**Required actions**
1. In the text on SEO for law firms, how long do most firms take to see meaningful movement in keyword rankings?
2. Rewrite the part of the law firm SEO text between "Address the cost" and "where to focus.", inclusive, replacing "upfront" with "at the outset".
3. Pick up the text on SEO for law firms from where it stops and continue it.

Address the cost question. For most practices, the single biggest unspoken objection is “Can I afford this?” Explaining your fee structure upfront, whether you offer a free initial consultation, and whether you work on contingency (where applicable) removes the barrier that stops many people from reaching out. They’d rather see it on the page than have to ask.
Track what’s working. Set up conversion events in Google Analytics 4 for form submissions. Use a call tracking tool like CallRail to attribute phone calls to specific pages. If you don’t know which content is generating consultations, you can’t make informed decisions about where to focus.
How long does SEO take for law firms?
This question deserves a direct answer, not a hedge.
Most law firms start seeing meaningful movement in keyword rankings within four to six months of a well-executed strategy. Consistent lead generation from organic traffic typically starts around the six to twelve-month mark. Full return on investment, where organic search consistently performs as well as or better than paid ads, usually takes twelve to twenty-four months.
That timeline is longer than most firms want to hear. But it reflects what’s actually happening.
Legal content is classified as YMYL. Google applies more scrutiny before ranking legal pages, particularly for newer domains. There’s no shortcut around that. Authority and trust take time to establish.
Several factors affect how quickly results arrive:
Domain age and existing authority. A firm that has had an active website for eight years with some organic history will see movement faster than a brand-new domain. Google has more historical data to work with on older domains, and some level of baseline trust already exists.
Market competitiveness. Ranking for “personal injury lawyer in New York City” takes considerably longer than ranking for the same term in a mid-sized market. The depth of competition in your specific geography directly affects how long it takes to break through.

**Data listing**

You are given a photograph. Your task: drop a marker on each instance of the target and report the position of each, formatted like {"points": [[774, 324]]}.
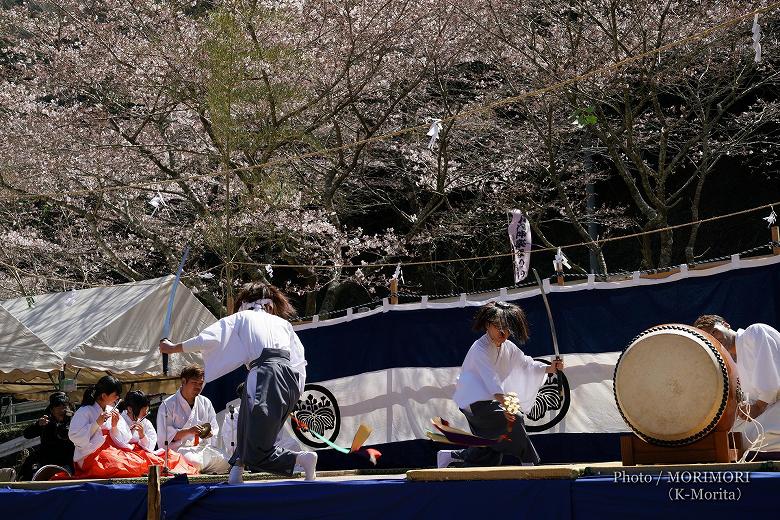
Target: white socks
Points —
{"points": [[236, 475], [308, 461]]}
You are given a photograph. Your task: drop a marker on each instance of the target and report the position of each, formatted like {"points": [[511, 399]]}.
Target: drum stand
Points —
{"points": [[714, 447]]}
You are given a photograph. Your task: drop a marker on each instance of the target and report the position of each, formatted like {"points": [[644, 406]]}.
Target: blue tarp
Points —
{"points": [[595, 497]]}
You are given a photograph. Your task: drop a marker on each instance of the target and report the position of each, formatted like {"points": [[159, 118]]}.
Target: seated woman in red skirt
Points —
{"points": [[143, 438], [101, 437]]}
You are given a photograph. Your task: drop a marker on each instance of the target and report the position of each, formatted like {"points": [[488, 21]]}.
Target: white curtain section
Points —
{"points": [[93, 331]]}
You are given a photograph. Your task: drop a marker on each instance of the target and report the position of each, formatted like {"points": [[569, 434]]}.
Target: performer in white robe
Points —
{"points": [[756, 351], [134, 407], [101, 437], [260, 337], [180, 420], [494, 366]]}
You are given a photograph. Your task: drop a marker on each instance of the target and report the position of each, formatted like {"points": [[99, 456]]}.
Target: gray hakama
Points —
{"points": [[486, 419], [264, 410]]}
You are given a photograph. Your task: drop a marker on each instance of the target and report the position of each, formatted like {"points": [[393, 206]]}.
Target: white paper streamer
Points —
{"points": [[520, 239], [433, 133]]}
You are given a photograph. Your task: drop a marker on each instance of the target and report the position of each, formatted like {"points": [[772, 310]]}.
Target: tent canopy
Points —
{"points": [[91, 332]]}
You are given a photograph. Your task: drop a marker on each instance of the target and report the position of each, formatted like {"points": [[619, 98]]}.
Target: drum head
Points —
{"points": [[670, 385]]}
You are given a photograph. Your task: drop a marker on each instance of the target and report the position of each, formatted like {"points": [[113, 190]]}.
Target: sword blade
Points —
{"points": [[549, 313], [171, 299]]}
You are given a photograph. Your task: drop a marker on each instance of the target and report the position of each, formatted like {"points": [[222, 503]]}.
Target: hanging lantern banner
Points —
{"points": [[520, 238]]}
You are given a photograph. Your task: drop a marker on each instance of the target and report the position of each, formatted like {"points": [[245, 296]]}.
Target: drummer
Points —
{"points": [[495, 366], [756, 351]]}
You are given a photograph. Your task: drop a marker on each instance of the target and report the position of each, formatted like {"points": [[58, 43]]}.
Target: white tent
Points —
{"points": [[91, 332]]}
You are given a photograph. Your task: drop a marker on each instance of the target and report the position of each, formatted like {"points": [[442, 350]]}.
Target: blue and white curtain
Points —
{"points": [[394, 368]]}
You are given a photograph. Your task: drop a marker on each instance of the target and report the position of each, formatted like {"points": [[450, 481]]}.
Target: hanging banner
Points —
{"points": [[520, 238]]}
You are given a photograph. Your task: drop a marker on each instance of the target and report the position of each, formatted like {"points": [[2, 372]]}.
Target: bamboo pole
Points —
{"points": [[394, 291], [153, 496]]}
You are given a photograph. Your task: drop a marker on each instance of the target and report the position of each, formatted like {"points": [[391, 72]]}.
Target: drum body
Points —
{"points": [[674, 384]]}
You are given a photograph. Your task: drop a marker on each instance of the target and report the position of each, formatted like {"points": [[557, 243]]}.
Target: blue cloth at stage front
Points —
{"points": [[79, 501], [390, 499]]}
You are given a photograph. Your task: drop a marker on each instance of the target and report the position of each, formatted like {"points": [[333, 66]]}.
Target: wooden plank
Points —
{"points": [[497, 473]]}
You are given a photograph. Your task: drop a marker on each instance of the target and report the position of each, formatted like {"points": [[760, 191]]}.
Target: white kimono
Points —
{"points": [[87, 436], [758, 364], [240, 338], [176, 414], [487, 371], [149, 439]]}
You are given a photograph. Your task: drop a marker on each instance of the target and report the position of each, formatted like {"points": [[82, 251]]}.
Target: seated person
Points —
{"points": [[101, 437], [135, 407], [756, 352], [56, 448], [187, 422], [229, 431]]}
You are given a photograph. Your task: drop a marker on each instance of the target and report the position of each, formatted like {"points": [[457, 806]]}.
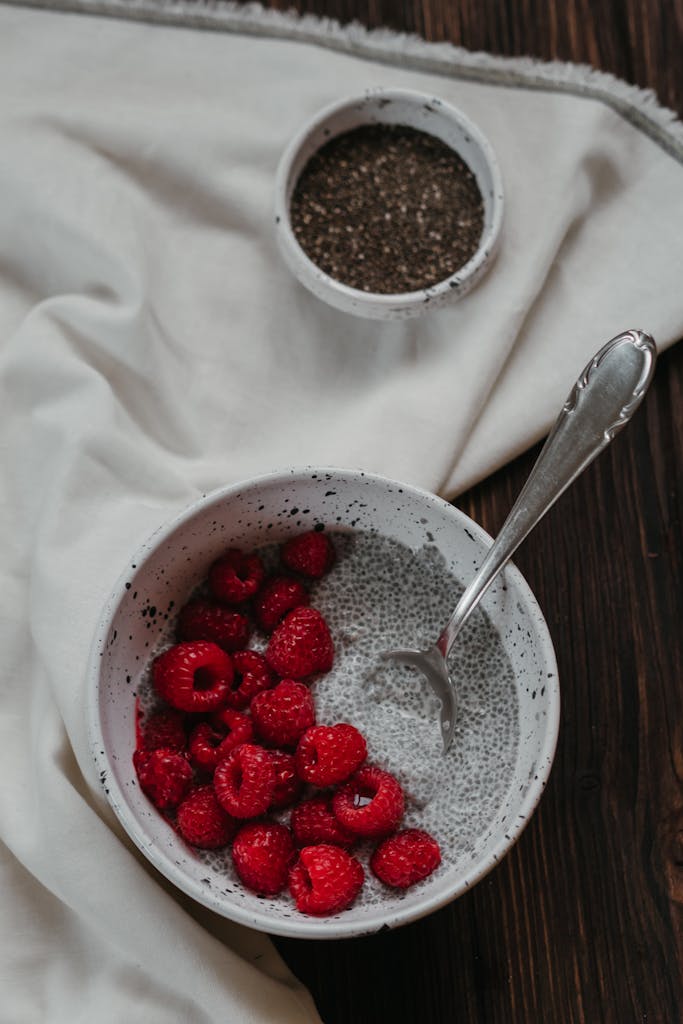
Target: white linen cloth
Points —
{"points": [[154, 347]]}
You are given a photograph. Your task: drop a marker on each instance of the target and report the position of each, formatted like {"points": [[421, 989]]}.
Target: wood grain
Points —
{"points": [[583, 922]]}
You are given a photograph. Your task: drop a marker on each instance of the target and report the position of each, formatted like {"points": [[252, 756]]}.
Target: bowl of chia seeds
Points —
{"points": [[401, 559], [388, 205]]}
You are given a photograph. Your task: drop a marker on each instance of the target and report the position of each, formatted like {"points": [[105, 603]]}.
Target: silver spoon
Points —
{"points": [[601, 402]]}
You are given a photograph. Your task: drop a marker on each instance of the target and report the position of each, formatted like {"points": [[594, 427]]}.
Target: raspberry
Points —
{"points": [[236, 577], [262, 853], [301, 644], [164, 728], [310, 554], [206, 621], [276, 597], [245, 781], [194, 676], [406, 857], [313, 821], [281, 716], [209, 744], [329, 754], [325, 880], [203, 822], [288, 784], [371, 803], [252, 675], [164, 775]]}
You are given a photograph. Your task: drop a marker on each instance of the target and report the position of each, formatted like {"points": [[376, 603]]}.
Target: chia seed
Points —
{"points": [[387, 209]]}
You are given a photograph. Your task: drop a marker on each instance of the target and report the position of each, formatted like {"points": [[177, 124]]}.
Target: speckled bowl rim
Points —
{"points": [[375, 304], [303, 927]]}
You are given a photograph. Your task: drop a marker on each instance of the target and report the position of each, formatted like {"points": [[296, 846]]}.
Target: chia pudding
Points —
{"points": [[381, 595]]}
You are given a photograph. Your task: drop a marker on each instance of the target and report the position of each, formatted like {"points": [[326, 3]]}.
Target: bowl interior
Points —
{"points": [[424, 113], [507, 743]]}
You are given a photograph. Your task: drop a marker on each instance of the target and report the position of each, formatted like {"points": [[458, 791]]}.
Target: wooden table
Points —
{"points": [[583, 922]]}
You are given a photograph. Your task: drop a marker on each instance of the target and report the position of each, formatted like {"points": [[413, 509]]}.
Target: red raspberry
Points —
{"points": [[245, 781], [301, 644], [310, 554], [288, 784], [209, 744], [194, 676], [325, 880], [404, 858], [207, 621], [282, 715], [252, 675], [329, 754], [313, 821], [164, 775], [371, 803], [236, 577], [262, 853], [164, 728], [276, 597], [203, 822]]}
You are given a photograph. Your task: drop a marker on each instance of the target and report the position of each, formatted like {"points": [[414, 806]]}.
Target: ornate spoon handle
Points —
{"points": [[601, 402]]}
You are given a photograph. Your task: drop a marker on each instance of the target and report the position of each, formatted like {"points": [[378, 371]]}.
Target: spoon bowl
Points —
{"points": [[601, 402]]}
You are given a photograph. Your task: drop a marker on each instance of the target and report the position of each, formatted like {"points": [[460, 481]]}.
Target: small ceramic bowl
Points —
{"points": [[485, 790], [391, 107]]}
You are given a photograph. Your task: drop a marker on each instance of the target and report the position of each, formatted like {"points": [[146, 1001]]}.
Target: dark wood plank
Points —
{"points": [[584, 920]]}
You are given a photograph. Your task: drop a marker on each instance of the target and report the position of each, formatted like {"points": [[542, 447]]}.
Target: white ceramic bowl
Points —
{"points": [[506, 778], [424, 113]]}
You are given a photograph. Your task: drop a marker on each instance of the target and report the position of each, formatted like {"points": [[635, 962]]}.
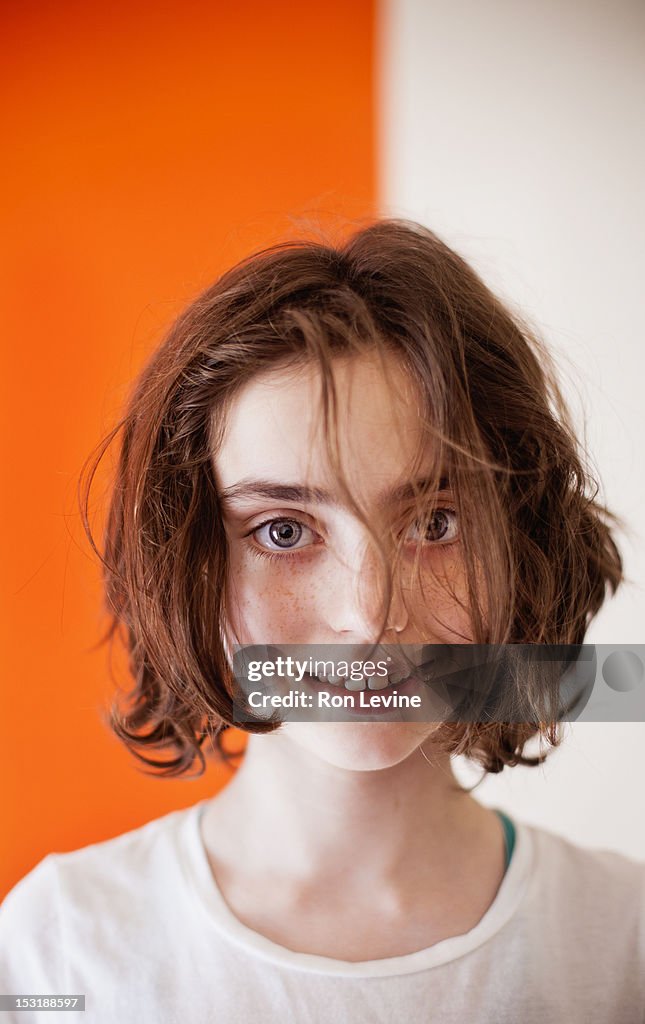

**Answer set**
1. Four to six months of a well-executed strategy.

2.
Address the cost question. For most practices, the single biggest unspoken objection is “Can I afford this?” Explaining your fee structure at the outset, whether you offer a free initial consultation, and whether you work on contingency (where applicable) removes the barrier that stops many people from reaching out. They’d rather see it on the page than have to ask.
Track what’s working. Set up conversion events in Google Analytics 4 for form submissions. Use a call tracking tool like CallRail to attribute phone calls to specific pages. If you don’t know which content is generating consultations, you can’t make informed decisions about where to focus.

3.
Content output and consistency. A firm publishing one thoroughly researched, well-optimized piece per month will build topical authority noticeably faster than one publishing nothing or publishing thin, generic posts. Consistency compounds.
Technical health. A site with persistent technical problems, such as poor Core Web Vitals, duplicate content across city pages, or crawl errors, will lag behind a technically clean competitor even with stronger content.
Link acquisition pace. Actively building backlinks from legal directories, bar associations, and authoritative sources accelerates ranking gains in direct proportion to the quality and relevance of those links.
The attorneys who get disillusioned with organic search are almost always the ones who expected results in sixty days. The ones who see it become their primary client acquisition channel are the ones who treated it as a long-term asset from day one and measured accordingly.
How to choose an SEO agency for your law firm

The legal SEO agency space is competitive and, frankly, has more than its share of firms that oversell and underdeliver. Here’s how to separate ones worth working with from ones that will drain your retainer.
Ask for legal-specific case studies. Anyone can say they specialize in SEO for law firms. Ask to see actual results: which keywords moved, by how much, how much organic traffic increased, and whether it translated into measurable leads. If they can’t produce specifics with real firm names or anonymized data, that’s your answer.
Check whether they understand Bar compliance. An agency writing content for your website needs to know what the ABA Model Rules of Professional Conduct require, and they need to know your state’s specific advertising rules. An agency that doesn’t know these exist has no business producing legal content.
Understand the monthly deliverables. A transparent agency can tell you exactly what they’re doing each month: how many pages of content, which technical issues they’re addressing, which directories they’re building citations on, and which keywords they’re tracking. Vague deliverables (“ongoing optimization”) are a warning sign.
Look for realistic timelines. Any agency promising page-one rankings in thirty days is either misleading you or planning to use tactics that will eventually get your site penalized. Credible agencies set realistic expectations and explain the variables involved.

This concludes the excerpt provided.